Seitenauszug:

|---|

In einer Gesamtschau dieser Branchenumstände, so Kärcher und Walser, wäre ein Direktanstellungsgebot wie in der Fleischwirtschaft nach deutschem und europäischem Recht zulässig – und nötig. Es würde nämlich für klare Verantwortlichkeiten sorgen und so eine effektive Rechtswahrnehmung und -durchsetzung ermöglichen. Nicht zuletzt könnte dann auch Mitbestimmung effektiv ausgeübt werden, was in der Folge zudem den Weg für Tarifverträge ebnen könnte. 

Ernesto Klengel, wissenschaftlicher Direktor des HSI, sagt: „Prekäre Arbeitsbedingungen sind kein Naturgesetz, es gibt eine Reihe von Möglichkeiten, darauf zu reagieren. Das Gebot, dass Unternehmen die Arbeitnehmerinnen und Arbeitnehmer, die sie im Betrieb einsetzen, selbst beschäftigen, ist in vielen Branchen ein wirksames und effektives Instrument.“

Eine Branche, die die Kriterien für ein Direktanstellungsgebot erfüllt, ist laut der Analyse die Paketzustellung. In anderen Wirtschaftsbereichen mit prekären Beschäftigungsbedingungen, in denen Fremdpersonaleinsatz keine Rolle spielt, etwa der landwirtschaftlichen Saisonarbeit, lägen die Voraussetzungen dagegen nicht vor. Um auch in solchen Branchen Verbesserungen zu erreichen, empfehlen Kärcher und Walser stattdessen die Einrichtung „zentralisierter Arbeitsinspektorate mit umfassenden Kompetenzen hinsichtlich der Kontrolle, aber auch erweiterten Möglichkeiten zur Durchsetzung von Mindestarbeitsbedingungen“.

|---|

Bereitgestelltes Material:
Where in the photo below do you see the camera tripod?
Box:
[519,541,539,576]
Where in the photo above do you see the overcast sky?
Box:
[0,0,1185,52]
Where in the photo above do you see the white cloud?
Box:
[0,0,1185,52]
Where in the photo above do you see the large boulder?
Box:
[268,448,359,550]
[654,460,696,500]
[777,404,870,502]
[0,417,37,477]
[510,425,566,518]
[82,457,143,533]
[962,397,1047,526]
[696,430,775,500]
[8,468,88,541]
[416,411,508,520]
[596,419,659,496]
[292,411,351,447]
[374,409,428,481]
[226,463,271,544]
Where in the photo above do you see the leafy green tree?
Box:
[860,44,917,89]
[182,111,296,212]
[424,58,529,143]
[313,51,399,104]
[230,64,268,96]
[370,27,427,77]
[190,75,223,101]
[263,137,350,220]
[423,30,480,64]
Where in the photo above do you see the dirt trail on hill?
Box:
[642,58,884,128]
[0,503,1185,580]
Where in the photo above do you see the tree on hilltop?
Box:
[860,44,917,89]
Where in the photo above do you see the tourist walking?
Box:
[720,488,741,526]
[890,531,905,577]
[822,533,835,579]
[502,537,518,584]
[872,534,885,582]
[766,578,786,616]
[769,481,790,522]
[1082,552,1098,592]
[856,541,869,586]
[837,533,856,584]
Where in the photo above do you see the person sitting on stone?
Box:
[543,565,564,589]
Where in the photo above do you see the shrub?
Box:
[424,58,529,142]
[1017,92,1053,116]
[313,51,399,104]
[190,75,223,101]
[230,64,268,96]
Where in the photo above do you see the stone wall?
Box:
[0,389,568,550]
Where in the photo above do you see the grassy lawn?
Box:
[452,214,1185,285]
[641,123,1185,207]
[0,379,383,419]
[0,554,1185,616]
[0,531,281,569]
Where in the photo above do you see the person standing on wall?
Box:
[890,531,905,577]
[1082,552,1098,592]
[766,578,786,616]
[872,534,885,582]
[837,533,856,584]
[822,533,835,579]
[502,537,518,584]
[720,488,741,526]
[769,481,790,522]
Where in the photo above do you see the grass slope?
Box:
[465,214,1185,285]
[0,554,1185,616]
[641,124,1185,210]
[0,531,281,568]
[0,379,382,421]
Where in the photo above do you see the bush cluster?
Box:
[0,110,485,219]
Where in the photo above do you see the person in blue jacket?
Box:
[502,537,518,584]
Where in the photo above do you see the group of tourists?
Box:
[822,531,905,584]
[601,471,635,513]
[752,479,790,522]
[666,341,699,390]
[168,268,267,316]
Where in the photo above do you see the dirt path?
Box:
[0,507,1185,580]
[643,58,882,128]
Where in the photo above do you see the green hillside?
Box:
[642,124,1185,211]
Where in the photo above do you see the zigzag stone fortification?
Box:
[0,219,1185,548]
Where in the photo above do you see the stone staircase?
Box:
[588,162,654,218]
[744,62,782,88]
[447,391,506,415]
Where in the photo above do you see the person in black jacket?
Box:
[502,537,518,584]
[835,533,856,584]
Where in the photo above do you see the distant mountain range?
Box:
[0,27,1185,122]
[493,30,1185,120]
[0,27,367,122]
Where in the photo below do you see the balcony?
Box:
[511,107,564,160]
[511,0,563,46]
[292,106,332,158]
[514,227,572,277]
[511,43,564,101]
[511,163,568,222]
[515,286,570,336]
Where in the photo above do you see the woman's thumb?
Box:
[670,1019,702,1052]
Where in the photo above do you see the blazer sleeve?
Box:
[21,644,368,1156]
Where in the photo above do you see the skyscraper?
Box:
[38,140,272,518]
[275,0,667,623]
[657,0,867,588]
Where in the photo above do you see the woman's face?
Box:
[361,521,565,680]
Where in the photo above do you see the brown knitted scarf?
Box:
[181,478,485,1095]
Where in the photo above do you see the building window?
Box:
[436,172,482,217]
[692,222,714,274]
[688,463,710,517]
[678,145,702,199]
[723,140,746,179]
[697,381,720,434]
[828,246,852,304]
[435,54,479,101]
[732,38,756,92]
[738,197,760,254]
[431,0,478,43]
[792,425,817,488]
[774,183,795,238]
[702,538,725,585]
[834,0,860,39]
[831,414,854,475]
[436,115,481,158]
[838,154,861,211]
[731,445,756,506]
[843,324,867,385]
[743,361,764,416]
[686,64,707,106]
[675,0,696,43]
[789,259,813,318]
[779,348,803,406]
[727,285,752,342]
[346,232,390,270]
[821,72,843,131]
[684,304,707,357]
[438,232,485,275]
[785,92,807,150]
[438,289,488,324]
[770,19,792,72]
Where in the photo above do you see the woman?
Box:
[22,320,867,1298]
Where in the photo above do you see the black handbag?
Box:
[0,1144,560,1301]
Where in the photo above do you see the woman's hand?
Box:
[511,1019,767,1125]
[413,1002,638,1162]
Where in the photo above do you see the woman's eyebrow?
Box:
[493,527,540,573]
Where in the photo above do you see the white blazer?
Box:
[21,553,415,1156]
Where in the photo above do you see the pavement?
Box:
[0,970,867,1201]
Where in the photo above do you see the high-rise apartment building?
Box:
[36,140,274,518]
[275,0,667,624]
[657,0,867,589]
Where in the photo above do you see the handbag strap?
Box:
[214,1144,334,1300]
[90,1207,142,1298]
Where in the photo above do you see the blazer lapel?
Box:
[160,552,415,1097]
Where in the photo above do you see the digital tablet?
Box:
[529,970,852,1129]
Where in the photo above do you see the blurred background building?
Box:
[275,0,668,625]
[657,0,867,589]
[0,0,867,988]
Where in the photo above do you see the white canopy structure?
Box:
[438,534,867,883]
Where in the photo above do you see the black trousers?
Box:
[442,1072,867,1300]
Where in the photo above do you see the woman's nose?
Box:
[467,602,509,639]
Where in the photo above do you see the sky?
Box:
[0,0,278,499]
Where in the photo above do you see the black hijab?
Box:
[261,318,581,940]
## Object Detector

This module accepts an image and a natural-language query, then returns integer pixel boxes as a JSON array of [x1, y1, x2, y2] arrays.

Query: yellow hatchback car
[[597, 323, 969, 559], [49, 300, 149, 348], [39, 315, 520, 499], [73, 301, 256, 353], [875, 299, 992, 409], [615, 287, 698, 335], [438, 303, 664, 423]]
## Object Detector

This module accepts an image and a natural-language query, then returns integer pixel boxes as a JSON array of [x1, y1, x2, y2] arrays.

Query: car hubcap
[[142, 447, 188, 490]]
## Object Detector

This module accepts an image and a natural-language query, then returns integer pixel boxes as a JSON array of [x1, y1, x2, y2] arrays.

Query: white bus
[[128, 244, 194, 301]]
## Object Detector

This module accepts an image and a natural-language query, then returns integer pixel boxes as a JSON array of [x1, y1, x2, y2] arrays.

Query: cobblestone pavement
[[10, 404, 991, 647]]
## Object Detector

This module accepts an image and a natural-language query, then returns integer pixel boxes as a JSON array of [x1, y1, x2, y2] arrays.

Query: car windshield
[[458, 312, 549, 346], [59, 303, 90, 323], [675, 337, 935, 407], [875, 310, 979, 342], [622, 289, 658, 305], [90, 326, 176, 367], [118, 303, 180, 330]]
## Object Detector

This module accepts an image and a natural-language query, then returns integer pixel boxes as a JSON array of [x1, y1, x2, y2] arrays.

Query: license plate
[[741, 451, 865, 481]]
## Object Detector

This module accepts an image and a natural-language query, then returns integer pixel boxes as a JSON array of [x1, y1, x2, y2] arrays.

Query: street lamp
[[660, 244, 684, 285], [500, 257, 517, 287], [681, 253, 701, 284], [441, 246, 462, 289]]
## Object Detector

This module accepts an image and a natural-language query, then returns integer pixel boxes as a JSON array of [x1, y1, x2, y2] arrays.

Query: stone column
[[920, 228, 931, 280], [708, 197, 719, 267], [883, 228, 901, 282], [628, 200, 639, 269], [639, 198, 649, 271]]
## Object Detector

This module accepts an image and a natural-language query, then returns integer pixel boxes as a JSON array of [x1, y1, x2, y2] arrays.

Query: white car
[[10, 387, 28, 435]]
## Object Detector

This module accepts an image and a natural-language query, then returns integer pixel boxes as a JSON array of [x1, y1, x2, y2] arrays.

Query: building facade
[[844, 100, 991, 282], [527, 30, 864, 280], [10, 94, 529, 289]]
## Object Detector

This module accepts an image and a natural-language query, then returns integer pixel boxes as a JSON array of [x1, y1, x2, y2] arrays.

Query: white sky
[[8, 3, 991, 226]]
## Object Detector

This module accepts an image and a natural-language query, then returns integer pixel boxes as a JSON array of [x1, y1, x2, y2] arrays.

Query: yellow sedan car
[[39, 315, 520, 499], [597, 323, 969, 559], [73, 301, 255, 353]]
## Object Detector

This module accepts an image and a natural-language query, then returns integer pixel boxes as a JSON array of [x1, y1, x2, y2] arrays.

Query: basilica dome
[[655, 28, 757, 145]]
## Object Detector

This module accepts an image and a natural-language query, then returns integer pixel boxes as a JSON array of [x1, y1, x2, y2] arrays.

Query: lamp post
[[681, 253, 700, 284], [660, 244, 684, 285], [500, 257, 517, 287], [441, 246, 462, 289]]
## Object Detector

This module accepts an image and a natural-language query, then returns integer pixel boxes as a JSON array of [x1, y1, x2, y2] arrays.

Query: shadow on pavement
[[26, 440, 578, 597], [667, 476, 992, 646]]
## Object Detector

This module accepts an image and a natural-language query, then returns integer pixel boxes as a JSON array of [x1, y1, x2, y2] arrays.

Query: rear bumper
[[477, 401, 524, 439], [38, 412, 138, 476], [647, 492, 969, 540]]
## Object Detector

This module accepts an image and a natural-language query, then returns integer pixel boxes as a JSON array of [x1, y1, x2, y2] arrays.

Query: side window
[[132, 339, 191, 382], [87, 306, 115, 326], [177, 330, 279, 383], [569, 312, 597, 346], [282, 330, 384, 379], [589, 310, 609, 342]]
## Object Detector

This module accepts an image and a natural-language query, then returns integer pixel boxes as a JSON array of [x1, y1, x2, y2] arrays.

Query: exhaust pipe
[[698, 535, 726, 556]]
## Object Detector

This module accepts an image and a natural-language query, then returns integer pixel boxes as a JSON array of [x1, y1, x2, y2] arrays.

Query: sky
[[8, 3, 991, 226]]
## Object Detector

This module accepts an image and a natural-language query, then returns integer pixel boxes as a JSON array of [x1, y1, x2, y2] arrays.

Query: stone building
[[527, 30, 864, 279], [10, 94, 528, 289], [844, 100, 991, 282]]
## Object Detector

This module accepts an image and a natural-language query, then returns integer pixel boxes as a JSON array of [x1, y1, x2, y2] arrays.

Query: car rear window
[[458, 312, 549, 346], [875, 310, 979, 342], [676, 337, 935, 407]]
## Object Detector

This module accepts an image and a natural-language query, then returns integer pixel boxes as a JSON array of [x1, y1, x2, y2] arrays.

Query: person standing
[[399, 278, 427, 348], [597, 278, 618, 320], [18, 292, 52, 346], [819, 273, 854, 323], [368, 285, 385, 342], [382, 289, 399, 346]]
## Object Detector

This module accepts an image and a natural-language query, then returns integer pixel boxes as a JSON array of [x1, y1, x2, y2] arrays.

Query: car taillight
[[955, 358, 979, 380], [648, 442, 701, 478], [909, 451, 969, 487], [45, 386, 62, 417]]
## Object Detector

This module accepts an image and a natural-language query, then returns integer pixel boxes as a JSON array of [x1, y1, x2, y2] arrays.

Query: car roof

|---|

Aufgabenstellung:
Beantworten Sie die folgenden Fragen knapp anhand des Seitenauszugs:
(a) Auf welche Branche verweisen Kärcher und Walser bei einem Direktanstellungsgebot als Vergleich?
(b) Welche Position hat Ernesto Klengel inne?
(c) Welche Branche erfüllt laut der Analyse die Kriterien für ein Direktanstellungsgebot?
Das Material steht für sich und hängt nicht mit dem Seitenauszug zusammen.

Richtige Lösung:
(a) Die Fleischwirtschaft.
(b) Er ist wissenschaftlicher Direktor des HSI.
(c) Die Paketzustellung.